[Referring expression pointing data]
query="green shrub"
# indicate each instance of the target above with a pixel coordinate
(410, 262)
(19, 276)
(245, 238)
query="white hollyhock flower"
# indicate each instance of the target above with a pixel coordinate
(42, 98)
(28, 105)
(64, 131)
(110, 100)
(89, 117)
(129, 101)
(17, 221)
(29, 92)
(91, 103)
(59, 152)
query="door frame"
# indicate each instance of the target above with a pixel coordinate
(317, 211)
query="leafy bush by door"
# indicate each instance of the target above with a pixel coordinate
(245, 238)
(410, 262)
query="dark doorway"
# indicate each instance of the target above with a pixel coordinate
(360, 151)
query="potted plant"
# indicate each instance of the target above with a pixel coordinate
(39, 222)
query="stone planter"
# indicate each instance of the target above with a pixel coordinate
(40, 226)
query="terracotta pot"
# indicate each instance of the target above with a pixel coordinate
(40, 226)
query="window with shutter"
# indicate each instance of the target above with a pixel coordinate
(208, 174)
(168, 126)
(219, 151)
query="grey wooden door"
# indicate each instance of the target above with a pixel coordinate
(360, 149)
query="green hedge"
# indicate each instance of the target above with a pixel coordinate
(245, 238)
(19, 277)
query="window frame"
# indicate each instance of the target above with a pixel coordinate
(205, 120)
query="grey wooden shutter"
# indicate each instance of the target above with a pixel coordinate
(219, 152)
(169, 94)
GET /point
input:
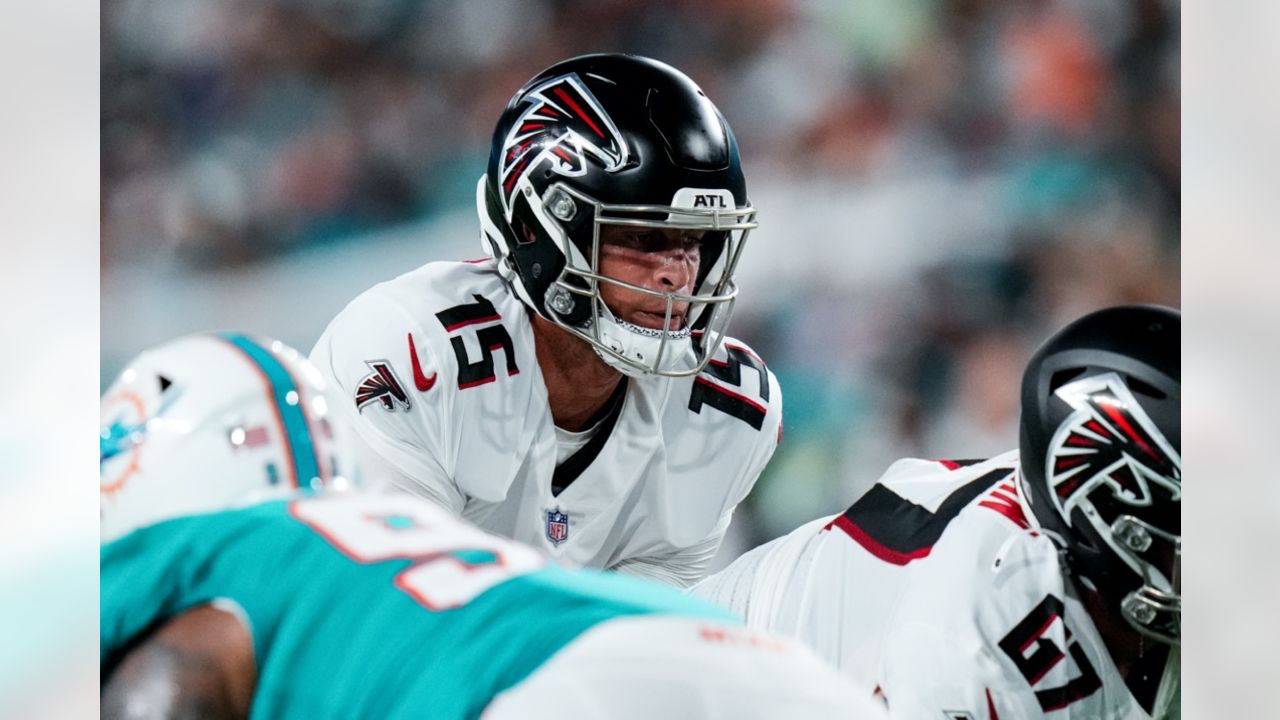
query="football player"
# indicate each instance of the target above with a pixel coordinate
(576, 390)
(238, 580)
(1043, 582)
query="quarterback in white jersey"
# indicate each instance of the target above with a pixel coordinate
(1006, 588)
(576, 391)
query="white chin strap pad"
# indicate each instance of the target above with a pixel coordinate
(640, 347)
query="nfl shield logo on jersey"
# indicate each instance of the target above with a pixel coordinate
(557, 527)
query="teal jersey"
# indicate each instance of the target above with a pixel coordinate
(368, 606)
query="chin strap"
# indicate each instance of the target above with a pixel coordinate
(1169, 695)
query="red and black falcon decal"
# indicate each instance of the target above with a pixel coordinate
(562, 124)
(382, 386)
(1109, 441)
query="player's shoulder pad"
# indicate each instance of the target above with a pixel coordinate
(737, 383)
(929, 483)
(406, 335)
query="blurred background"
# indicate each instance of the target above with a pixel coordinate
(941, 185)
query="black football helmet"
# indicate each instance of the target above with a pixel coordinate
(620, 140)
(1101, 458)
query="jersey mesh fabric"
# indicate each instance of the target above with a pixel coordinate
(337, 638)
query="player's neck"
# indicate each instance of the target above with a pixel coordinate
(577, 382)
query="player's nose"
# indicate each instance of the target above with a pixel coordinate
(676, 269)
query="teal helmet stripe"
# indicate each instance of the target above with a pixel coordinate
(293, 420)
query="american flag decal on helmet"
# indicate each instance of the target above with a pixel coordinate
(562, 124)
(382, 386)
(1109, 441)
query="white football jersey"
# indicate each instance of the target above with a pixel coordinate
(936, 587)
(439, 373)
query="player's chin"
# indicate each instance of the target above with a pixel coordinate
(656, 320)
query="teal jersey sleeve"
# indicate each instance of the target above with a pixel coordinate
(370, 607)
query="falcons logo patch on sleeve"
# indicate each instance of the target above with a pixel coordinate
(382, 386)
(1109, 441)
(563, 124)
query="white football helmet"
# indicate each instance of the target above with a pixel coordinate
(214, 420)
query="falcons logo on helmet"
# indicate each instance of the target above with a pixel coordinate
(380, 386)
(562, 124)
(1109, 441)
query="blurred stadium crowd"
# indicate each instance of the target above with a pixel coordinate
(940, 182)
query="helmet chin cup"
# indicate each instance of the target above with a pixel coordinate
(636, 351)
(1155, 614)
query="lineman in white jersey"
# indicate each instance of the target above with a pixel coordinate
(1043, 582)
(576, 390)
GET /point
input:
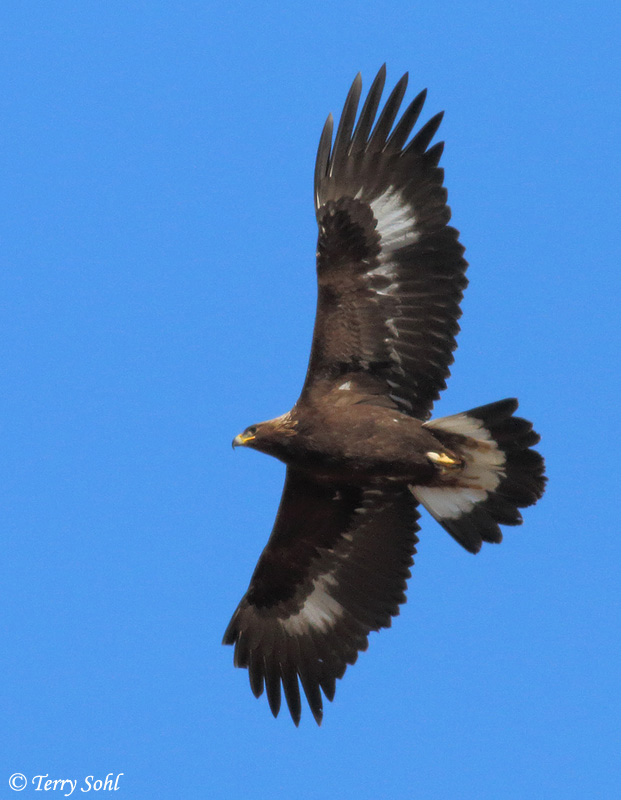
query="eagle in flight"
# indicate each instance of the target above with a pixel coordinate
(360, 448)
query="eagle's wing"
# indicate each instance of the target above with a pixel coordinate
(390, 270)
(334, 569)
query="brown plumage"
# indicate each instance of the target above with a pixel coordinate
(360, 449)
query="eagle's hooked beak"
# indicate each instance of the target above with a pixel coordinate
(240, 440)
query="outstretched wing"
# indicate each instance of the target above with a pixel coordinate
(390, 270)
(334, 569)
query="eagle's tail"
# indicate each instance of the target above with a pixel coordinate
(498, 473)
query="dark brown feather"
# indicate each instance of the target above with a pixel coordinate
(389, 296)
(356, 545)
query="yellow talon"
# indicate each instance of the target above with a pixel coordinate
(444, 460)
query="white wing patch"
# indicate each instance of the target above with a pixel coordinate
(319, 611)
(396, 223)
(480, 477)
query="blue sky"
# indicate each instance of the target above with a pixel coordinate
(157, 295)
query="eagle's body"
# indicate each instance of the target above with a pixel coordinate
(360, 448)
(359, 444)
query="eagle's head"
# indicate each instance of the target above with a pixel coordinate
(272, 437)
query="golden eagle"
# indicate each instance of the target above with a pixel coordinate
(360, 449)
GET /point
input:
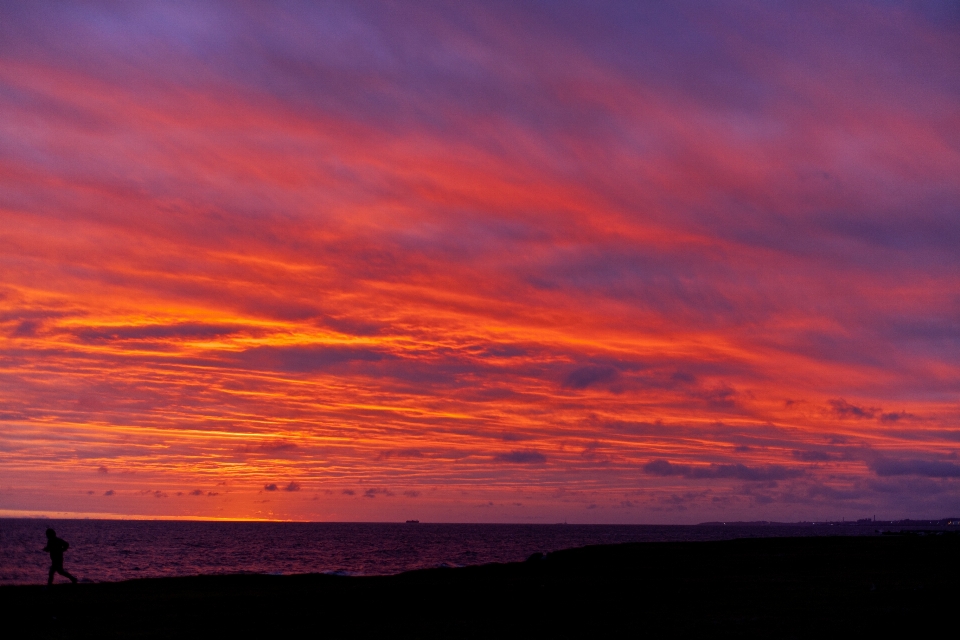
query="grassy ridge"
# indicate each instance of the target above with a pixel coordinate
(774, 587)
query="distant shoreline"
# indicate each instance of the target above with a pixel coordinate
(759, 587)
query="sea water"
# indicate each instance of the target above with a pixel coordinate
(111, 550)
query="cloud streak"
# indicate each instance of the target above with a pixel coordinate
(558, 251)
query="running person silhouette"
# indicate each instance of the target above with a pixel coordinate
(55, 547)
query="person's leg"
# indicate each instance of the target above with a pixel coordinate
(66, 574)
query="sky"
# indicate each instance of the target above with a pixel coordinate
(480, 262)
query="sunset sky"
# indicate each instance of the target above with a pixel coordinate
(480, 262)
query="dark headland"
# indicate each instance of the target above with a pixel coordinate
(765, 587)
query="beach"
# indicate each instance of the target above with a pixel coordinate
(769, 587)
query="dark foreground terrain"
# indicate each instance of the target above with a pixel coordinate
(773, 587)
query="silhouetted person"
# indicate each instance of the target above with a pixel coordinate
(55, 547)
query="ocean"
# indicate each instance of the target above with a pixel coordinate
(113, 550)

WORK ITEM:
Count up the lines in the records where the string "wooden" appears. Your reply is that number alone.

RESULT:
2